__Work item__.
Could you restate the data word for word?

(Dataset records)

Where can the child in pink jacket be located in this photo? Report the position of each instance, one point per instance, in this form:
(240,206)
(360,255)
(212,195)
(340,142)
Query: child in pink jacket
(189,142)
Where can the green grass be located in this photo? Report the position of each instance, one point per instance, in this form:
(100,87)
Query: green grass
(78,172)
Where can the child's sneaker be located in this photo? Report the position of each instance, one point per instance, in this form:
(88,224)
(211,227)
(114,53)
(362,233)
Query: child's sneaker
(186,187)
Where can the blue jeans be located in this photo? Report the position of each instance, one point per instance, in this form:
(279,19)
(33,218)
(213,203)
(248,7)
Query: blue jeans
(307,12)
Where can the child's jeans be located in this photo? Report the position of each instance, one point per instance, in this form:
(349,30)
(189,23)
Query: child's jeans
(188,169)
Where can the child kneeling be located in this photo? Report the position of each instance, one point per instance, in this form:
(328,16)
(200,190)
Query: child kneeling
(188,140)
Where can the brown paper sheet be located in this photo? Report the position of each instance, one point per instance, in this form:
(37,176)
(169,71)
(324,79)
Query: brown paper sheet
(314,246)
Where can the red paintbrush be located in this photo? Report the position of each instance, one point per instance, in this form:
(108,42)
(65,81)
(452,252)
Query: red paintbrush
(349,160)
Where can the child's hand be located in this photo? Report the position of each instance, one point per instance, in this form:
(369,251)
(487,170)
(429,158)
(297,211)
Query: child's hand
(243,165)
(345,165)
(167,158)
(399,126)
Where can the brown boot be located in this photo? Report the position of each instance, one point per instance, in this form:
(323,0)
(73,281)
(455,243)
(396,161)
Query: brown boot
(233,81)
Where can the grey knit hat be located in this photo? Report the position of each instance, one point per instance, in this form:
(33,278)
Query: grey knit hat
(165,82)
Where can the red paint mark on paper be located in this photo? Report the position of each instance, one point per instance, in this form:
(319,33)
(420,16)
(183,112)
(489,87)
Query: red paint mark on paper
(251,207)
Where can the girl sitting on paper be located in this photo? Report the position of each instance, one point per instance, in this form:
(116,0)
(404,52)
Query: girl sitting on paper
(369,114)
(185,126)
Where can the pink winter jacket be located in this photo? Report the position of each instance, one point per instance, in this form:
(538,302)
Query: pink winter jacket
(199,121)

__Result__.
Where can the child in pink jacket be located in this photo? Report the position of each instance, one point per instance, in this form:
(240,206)
(360,255)
(212,195)
(340,142)
Query: child in pink jacket
(189,142)
Where can the green grass be located in this photo? Report the position of each instance, one point per instance, in this form:
(100,87)
Query: green grass
(78,172)
Where can the child's sneaker be located in this photo? Report the position of each instance, one point per instance, in this form:
(88,224)
(211,227)
(114,53)
(362,233)
Query: child's sneaker
(186,187)
Where can the blue jeans be located in this photo? Report the position of each instance, one point per instance, in this form:
(279,19)
(33,218)
(213,203)
(248,7)
Query: blue jeans
(307,12)
Where can the child's jeans be located in this photo? Report the position of each instance, one point per instance, in this form:
(349,30)
(189,23)
Query: child's jeans
(188,169)
Where can the child kneeling be located in this photo? Report the position of each instance, one point per instance, in this form:
(328,16)
(200,190)
Query: child kneeling
(188,140)
Where can the brown paper sheet be located in this photo? Report the position of each instance, one point per instance, in this form:
(37,176)
(169,71)
(324,79)
Query: brown paper sheet
(314,246)
Where can the red paintbrush be located in this photo? Report the position of each instance, one point per instance, in this form:
(108,42)
(65,81)
(452,252)
Query: red paintbrush
(349,160)
Where can the child's hand be located in this photo? Report the position of each instance, one point per instance, in this form:
(369,251)
(487,170)
(429,158)
(297,211)
Query: child's hand
(243,165)
(345,165)
(167,158)
(399,126)
Where can the brown boot be located in this photo? Report the position of each instance, one point per instance, in this form:
(323,0)
(73,281)
(455,243)
(396,161)
Query: brown boot
(233,81)
Where can the grey knit hat be located in this photo? Report the position of each instance, one point per instance, in this form:
(33,278)
Query: grey knit hat
(165,82)
Where can the red paint mark on paper be located in this photo? Report the position of each instance, one point per instance, in this form:
(319,33)
(420,16)
(183,112)
(489,87)
Query: red paint mark on paper
(251,207)
Where can the girl sitting on paper be located in this photo? Report the position of each instance, one point per instance, in this form:
(116,0)
(404,52)
Query: girl sitting on paper
(369,114)
(185,126)
Where can the pink winter jacket be located in this photo? Report the position of each instance, one point per instance, in this form:
(538,302)
Query: pink winter jacket
(199,121)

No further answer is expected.